● Your instructions: In the records below, find the line with "83H273L279 88L284 83L276" and the line with "negative clicks: (188, 240)". Print both exactly, along with every line between them, and no other line.

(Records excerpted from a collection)
========================
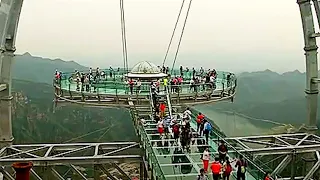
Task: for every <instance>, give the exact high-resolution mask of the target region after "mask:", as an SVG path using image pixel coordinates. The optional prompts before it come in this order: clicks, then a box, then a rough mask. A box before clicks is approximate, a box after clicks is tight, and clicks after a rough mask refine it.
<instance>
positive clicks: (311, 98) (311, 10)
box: [297, 0, 319, 133]
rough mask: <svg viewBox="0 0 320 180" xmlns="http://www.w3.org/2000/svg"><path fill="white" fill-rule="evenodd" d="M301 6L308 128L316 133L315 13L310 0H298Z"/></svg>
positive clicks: (300, 12)
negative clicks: (305, 77)
mask: <svg viewBox="0 0 320 180" xmlns="http://www.w3.org/2000/svg"><path fill="white" fill-rule="evenodd" d="M297 3H298V4H299V8H300V14H301V21H302V27H303V33H304V43H305V47H304V51H305V57H306V90H305V93H306V98H307V112H308V117H307V122H306V125H307V126H306V130H307V131H308V132H310V133H315V131H316V130H317V122H316V121H317V107H318V93H319V90H318V84H317V83H315V82H313V79H317V78H318V58H317V54H318V52H317V50H318V46H317V43H316V37H315V36H314V34H315V29H314V22H313V15H312V9H311V3H310V0H297Z"/></svg>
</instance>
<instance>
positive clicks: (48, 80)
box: [13, 53, 88, 84]
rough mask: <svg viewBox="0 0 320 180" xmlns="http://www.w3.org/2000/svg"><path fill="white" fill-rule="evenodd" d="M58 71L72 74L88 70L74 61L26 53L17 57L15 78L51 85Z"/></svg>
mask: <svg viewBox="0 0 320 180" xmlns="http://www.w3.org/2000/svg"><path fill="white" fill-rule="evenodd" d="M56 69H57V70H59V71H62V72H72V71H74V70H75V69H77V70H86V69H88V68H87V67H85V66H82V65H80V64H78V63H76V62H74V61H64V60H61V59H54V60H52V59H49V58H42V57H34V56H32V55H31V54H30V53H24V54H23V55H16V56H15V62H14V64H13V78H14V79H20V80H26V81H33V82H40V83H48V84H51V83H52V78H53V74H54V72H55V70H56Z"/></svg>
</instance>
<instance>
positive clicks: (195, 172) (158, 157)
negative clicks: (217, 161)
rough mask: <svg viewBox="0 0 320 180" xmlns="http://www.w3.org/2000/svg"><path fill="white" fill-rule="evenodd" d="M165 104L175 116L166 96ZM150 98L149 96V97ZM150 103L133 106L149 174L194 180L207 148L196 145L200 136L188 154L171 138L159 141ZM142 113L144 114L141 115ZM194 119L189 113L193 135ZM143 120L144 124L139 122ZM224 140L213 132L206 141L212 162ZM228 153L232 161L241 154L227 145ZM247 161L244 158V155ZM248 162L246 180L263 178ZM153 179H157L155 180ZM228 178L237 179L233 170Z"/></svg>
mask: <svg viewBox="0 0 320 180" xmlns="http://www.w3.org/2000/svg"><path fill="white" fill-rule="evenodd" d="M162 98H163V99H165V100H166V101H167V104H168V105H167V106H168V107H167V111H166V112H169V114H170V115H173V116H176V115H177V114H180V117H182V116H181V113H178V112H174V109H173V108H172V107H171V104H170V97H169V95H168V94H167V95H164V97H162ZM150 99H152V97H151V96H150ZM152 106H153V104H152V101H150V106H149V108H148V107H141V106H139V107H136V108H135V111H136V112H140V114H139V113H137V115H138V117H137V118H138V119H137V125H138V128H137V131H138V133H139V134H140V137H141V140H142V142H143V146H144V147H145V150H146V157H147V161H148V164H149V167H150V169H151V171H152V175H153V176H154V177H158V178H157V179H166V180H182V179H183V180H194V179H196V176H197V175H198V173H199V170H200V169H201V168H202V167H203V166H202V160H201V159H200V157H201V155H202V152H203V150H204V148H205V146H206V145H201V144H198V142H199V141H200V140H201V139H202V140H204V138H203V137H198V138H195V139H194V143H192V145H191V148H190V149H191V152H189V153H186V152H182V151H181V150H180V146H179V145H177V144H175V143H174V139H173V138H172V136H170V135H169V136H168V137H166V138H164V139H161V138H160V135H159V133H158V132H157V123H156V122H155V120H153V117H152V115H151V114H153V112H152V111H153V110H152ZM141 112H144V113H141ZM196 116H197V112H193V113H192V121H191V128H192V131H193V134H197V133H196V131H195V129H196V121H195V118H196ZM141 119H144V120H143V121H140V120H141ZM217 139H218V141H219V140H223V139H224V138H223V137H222V136H221V135H220V134H219V132H217V131H216V130H214V131H213V133H212V134H211V135H210V140H209V148H210V152H211V156H212V158H211V159H213V158H214V156H215V155H216V154H217V148H218V141H217ZM226 143H227V145H228V149H229V153H228V156H229V157H230V158H231V159H236V158H238V157H239V155H240V154H241V153H240V152H239V151H238V150H237V149H236V148H234V147H233V146H231V145H230V144H228V142H226ZM244 157H245V158H246V156H244ZM246 161H247V162H248V170H247V173H246V179H247V180H257V179H263V176H264V175H265V172H264V171H263V170H262V169H261V168H260V167H258V165H256V164H255V163H253V161H252V160H251V159H248V158H246ZM232 165H233V167H234V166H235V162H233V163H232ZM155 179H156V178H155ZM209 179H212V175H211V173H209ZM231 179H236V170H235V167H234V171H233V172H232V177H231Z"/></svg>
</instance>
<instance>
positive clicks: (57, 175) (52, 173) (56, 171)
mask: <svg viewBox="0 0 320 180" xmlns="http://www.w3.org/2000/svg"><path fill="white" fill-rule="evenodd" d="M50 170H51V172H52V174H53V175H54V176H55V177H56V178H57V179H59V180H65V179H64V177H62V176H61V175H60V174H59V172H58V171H56V170H55V169H54V168H53V167H50Z"/></svg>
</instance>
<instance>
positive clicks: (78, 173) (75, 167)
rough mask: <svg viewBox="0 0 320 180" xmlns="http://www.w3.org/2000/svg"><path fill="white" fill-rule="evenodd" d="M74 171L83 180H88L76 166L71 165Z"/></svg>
mask: <svg viewBox="0 0 320 180" xmlns="http://www.w3.org/2000/svg"><path fill="white" fill-rule="evenodd" d="M70 167H71V168H72V170H73V171H74V172H75V173H77V174H78V175H79V176H80V177H81V178H82V179H83V180H88V179H87V178H86V177H85V176H84V175H83V174H82V173H81V172H80V171H79V170H78V169H77V167H75V166H74V165H72V164H70Z"/></svg>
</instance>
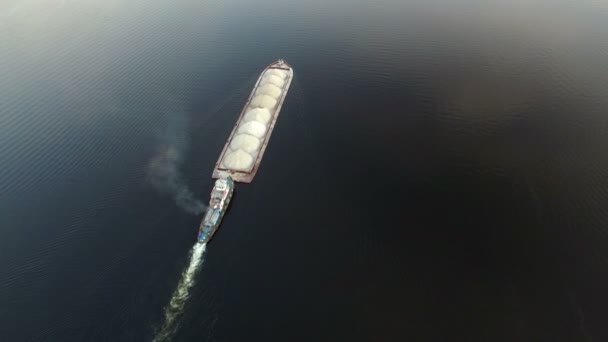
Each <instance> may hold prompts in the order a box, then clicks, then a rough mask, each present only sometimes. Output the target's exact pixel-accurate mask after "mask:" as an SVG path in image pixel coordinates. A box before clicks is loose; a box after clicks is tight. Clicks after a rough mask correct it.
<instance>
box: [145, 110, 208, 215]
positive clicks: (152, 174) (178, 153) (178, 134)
mask: <svg viewBox="0 0 608 342" xmlns="http://www.w3.org/2000/svg"><path fill="white" fill-rule="evenodd" d="M187 128H188V117H187V116H186V114H185V113H176V114H172V115H170V116H169V122H168V125H167V131H166V132H165V134H164V135H163V136H161V139H160V140H161V143H160V146H159V148H158V151H157V153H156V154H155V155H154V157H153V158H152V159H151V160H150V162H149V163H148V167H147V178H148V181H150V183H151V184H152V185H153V186H154V187H155V188H156V189H157V190H158V191H159V192H161V193H164V194H169V195H172V196H173V198H174V199H175V204H176V205H177V206H178V207H180V208H182V209H184V210H185V211H187V212H188V213H191V214H194V215H199V214H201V213H202V212H203V211H204V210H205V205H204V204H203V202H202V201H200V200H198V199H197V198H195V197H194V194H193V193H192V191H190V189H188V185H187V184H186V183H185V181H184V179H183V178H182V175H181V172H180V167H181V166H182V163H183V155H184V153H185V150H186V147H187V140H186V138H185V136H186V133H187Z"/></svg>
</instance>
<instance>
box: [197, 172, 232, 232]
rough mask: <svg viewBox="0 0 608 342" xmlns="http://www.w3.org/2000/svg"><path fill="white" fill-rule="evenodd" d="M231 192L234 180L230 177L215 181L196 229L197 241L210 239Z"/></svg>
mask: <svg viewBox="0 0 608 342" xmlns="http://www.w3.org/2000/svg"><path fill="white" fill-rule="evenodd" d="M233 193H234V181H233V180H232V178H230V177H227V178H220V179H218V180H216V181H215V185H214V186H213V190H212V191H211V200H209V208H208V209H207V212H206V213H205V217H203V221H202V222H201V225H200V227H199V230H198V242H200V243H207V242H209V240H211V238H212V237H213V234H215V231H216V230H217V228H218V227H219V226H220V223H221V222H222V218H223V217H224V214H225V213H226V210H227V209H228V205H229V204H230V199H232V194H233Z"/></svg>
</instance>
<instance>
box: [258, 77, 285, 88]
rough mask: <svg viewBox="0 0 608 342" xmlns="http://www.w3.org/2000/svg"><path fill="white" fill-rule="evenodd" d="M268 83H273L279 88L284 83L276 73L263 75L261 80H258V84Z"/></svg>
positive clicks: (281, 85) (282, 80) (283, 83)
mask: <svg viewBox="0 0 608 342" xmlns="http://www.w3.org/2000/svg"><path fill="white" fill-rule="evenodd" d="M268 83H270V84H274V85H276V86H277V87H279V88H283V86H284V85H285V81H284V80H283V79H282V78H281V77H279V76H277V75H265V76H264V78H262V82H260V85H265V84H268Z"/></svg>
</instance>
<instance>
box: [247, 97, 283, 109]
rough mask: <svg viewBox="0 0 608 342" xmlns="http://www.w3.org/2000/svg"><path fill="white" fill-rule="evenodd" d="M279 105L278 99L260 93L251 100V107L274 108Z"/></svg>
mask: <svg viewBox="0 0 608 342" xmlns="http://www.w3.org/2000/svg"><path fill="white" fill-rule="evenodd" d="M276 105H277V100H275V99H274V98H273V97H270V96H268V95H258V96H256V97H254V98H253V100H251V107H254V108H256V107H257V108H267V109H268V110H272V109H273V108H274V106H276Z"/></svg>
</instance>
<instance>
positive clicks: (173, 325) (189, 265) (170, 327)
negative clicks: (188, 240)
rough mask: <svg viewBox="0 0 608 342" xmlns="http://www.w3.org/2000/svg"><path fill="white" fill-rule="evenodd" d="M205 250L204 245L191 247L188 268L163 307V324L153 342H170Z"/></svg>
mask: <svg viewBox="0 0 608 342" xmlns="http://www.w3.org/2000/svg"><path fill="white" fill-rule="evenodd" d="M206 248H207V244H206V243H196V244H195V245H194V247H192V251H191V252H190V263H189V264H188V268H186V269H185V270H184V272H183V273H182V278H181V279H180V281H179V283H178V284H177V288H176V289H175V291H174V292H173V295H172V296H171V300H170V301H169V305H168V306H166V307H165V317H164V322H163V325H162V326H161V327H160V329H159V330H158V332H157V333H156V336H155V337H154V340H153V341H154V342H161V341H170V340H171V337H172V336H173V334H174V333H175V331H176V330H177V326H178V324H177V319H178V318H179V317H180V316H181V314H182V313H183V311H184V306H185V305H186V302H187V300H188V297H189V296H190V288H192V286H193V285H194V283H195V281H194V276H195V275H196V272H197V271H198V270H199V268H200V267H201V266H202V264H203V256H204V254H205V249H206Z"/></svg>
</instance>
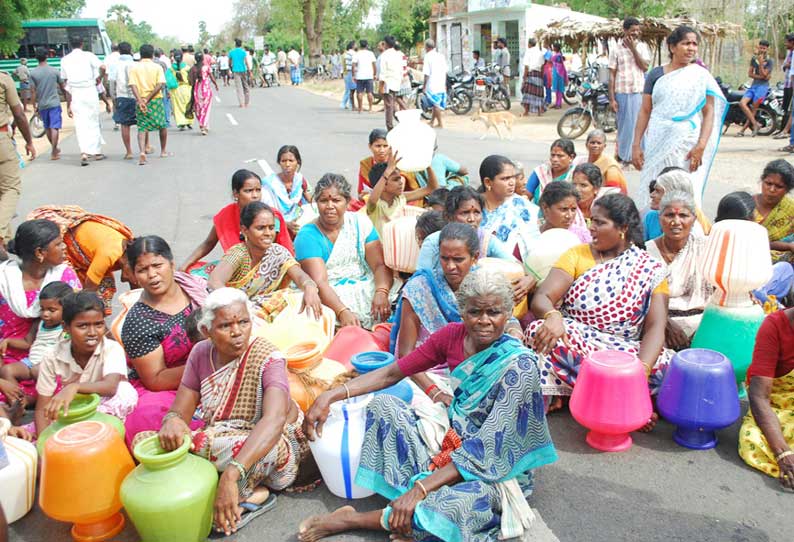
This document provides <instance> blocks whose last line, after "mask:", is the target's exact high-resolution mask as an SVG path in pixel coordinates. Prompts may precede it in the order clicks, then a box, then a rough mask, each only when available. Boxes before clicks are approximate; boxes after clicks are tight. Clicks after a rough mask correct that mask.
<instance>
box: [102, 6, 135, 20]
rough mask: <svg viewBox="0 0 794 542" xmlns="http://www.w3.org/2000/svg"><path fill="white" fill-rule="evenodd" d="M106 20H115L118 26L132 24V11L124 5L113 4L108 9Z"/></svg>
mask: <svg viewBox="0 0 794 542" xmlns="http://www.w3.org/2000/svg"><path fill="white" fill-rule="evenodd" d="M107 17H108V19H116V22H117V23H118V24H124V25H126V24H129V23H131V22H132V10H131V9H130V8H128V7H127V6H126V5H124V4H113V5H112V6H110V8H108V14H107Z"/></svg>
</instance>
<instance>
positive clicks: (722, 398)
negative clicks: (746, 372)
mask: <svg viewBox="0 0 794 542" xmlns="http://www.w3.org/2000/svg"><path fill="white" fill-rule="evenodd" d="M656 405H657V407H658V409H659V413H660V414H661V415H662V416H663V417H664V418H665V419H666V420H667V421H669V422H670V423H673V424H675V425H677V426H678V427H677V428H676V430H675V433H673V439H674V440H675V441H676V442H677V443H678V444H680V445H681V446H684V447H686V448H691V449H693V450H707V449H709V448H713V447H714V446H716V445H717V434H716V433H715V430H717V429H722V428H723V427H728V426H729V425H731V424H732V423H733V422H735V421H736V420H737V419H738V418H739V413H740V411H739V395H738V390H737V388H736V377H735V375H734V373H733V366H732V365H731V362H730V360H729V359H728V358H727V357H725V356H724V355H723V354H720V353H719V352H715V351H714V350H707V349H705V348H690V349H688V350H683V351H681V352H679V353H677V354H676V355H675V356H674V357H673V360H672V362H671V363H670V367H669V368H668V369H667V372H666V374H665V376H664V381H663V382H662V387H661V389H660V390H659V396H658V398H657V402H656Z"/></svg>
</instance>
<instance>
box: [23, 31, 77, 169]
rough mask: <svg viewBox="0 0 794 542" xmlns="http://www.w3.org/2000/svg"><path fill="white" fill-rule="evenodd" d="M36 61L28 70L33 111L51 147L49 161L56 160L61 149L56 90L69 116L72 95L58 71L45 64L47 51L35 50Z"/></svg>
mask: <svg viewBox="0 0 794 542" xmlns="http://www.w3.org/2000/svg"><path fill="white" fill-rule="evenodd" d="M36 60H38V61H39V65H38V66H37V67H35V68H33V69H32V70H30V82H31V87H32V89H31V90H32V93H33V107H34V111H36V112H38V114H39V117H41V122H42V123H43V124H44V130H45V132H46V134H47V141H49V142H50V145H51V146H52V152H51V153H50V160H58V159H59V158H60V157H61V149H60V148H58V137H59V131H60V129H61V126H62V119H61V98H60V97H59V96H58V88H60V89H61V90H62V91H63V95H64V96H65V97H66V110H67V111H68V112H69V114H70V116H71V111H72V95H71V94H69V92H68V91H67V90H66V85H64V83H63V79H61V74H60V73H58V70H56V69H55V68H53V67H52V66H50V65H49V64H47V49H45V48H44V47H38V48H37V49H36Z"/></svg>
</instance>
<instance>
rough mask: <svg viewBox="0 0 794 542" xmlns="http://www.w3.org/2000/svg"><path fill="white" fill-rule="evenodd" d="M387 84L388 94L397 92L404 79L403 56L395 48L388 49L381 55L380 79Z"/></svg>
mask: <svg viewBox="0 0 794 542" xmlns="http://www.w3.org/2000/svg"><path fill="white" fill-rule="evenodd" d="M379 79H380V80H381V81H383V82H384V83H385V84H386V91H387V92H397V91H398V90H400V85H401V83H402V79H403V54H402V53H401V52H399V51H397V50H396V49H394V48H391V49H386V50H385V51H383V54H381V55H380V77H379Z"/></svg>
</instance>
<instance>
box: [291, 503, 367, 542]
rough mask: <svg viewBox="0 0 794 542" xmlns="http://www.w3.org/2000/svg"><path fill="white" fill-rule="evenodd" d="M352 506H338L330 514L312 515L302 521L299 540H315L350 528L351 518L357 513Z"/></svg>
mask: <svg viewBox="0 0 794 542" xmlns="http://www.w3.org/2000/svg"><path fill="white" fill-rule="evenodd" d="M355 513H356V510H355V509H354V508H353V507H352V506H343V507H341V508H337V509H336V510H334V511H333V512H331V513H330V514H321V515H319V516H312V517H310V518H309V519H307V520H304V521H303V522H301V524H300V527H298V540H300V542H315V540H320V539H321V538H325V537H326V536H330V535H332V534H336V533H341V532H342V531H346V530H347V529H348V528H349V524H350V521H349V518H350V516H351V515H352V514H355Z"/></svg>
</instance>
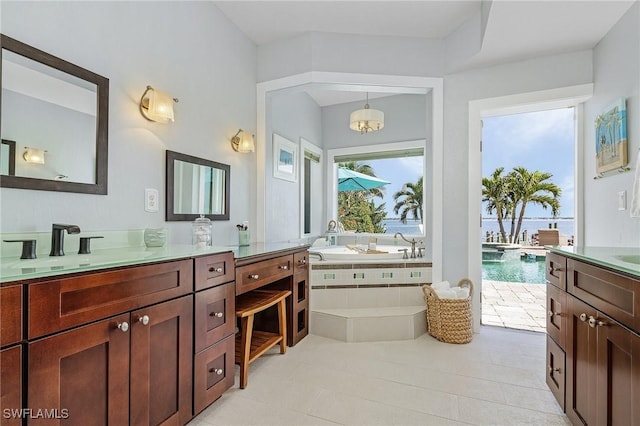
========================
● Finished task:
rough mask: <svg viewBox="0 0 608 342" xmlns="http://www.w3.org/2000/svg"><path fill="white" fill-rule="evenodd" d="M268 83H273L279 88L284 83L276 73L263 75L261 80H258V84Z"/></svg>
positive clicks: (281, 85) (282, 80) (283, 83)
mask: <svg viewBox="0 0 608 342" xmlns="http://www.w3.org/2000/svg"><path fill="white" fill-rule="evenodd" d="M268 83H270V84H274V85H276V86H277V87H279V88H283V86H284V85H285V81H284V80H283V79H282V78H281V77H279V76H277V75H265V76H264V78H262V82H260V85H265V84H268Z"/></svg>
</instance>
<instance>
box: [247, 97, 283, 109]
rough mask: <svg viewBox="0 0 608 342" xmlns="http://www.w3.org/2000/svg"><path fill="white" fill-rule="evenodd" d="M279 105L278 99L260 93L251 100V107L274 108Z"/></svg>
mask: <svg viewBox="0 0 608 342" xmlns="http://www.w3.org/2000/svg"><path fill="white" fill-rule="evenodd" d="M276 105H277V100H275V99H274V98H273V97H270V96H268V95H258V96H256V97H254V98H253V100H251V107H254V108H256V107H257V108H267V109H268V110H272V109H273V108H274V106H276Z"/></svg>
</instance>
<instance>
positive clicks: (173, 325) (189, 265) (170, 327)
negative clicks: (188, 240)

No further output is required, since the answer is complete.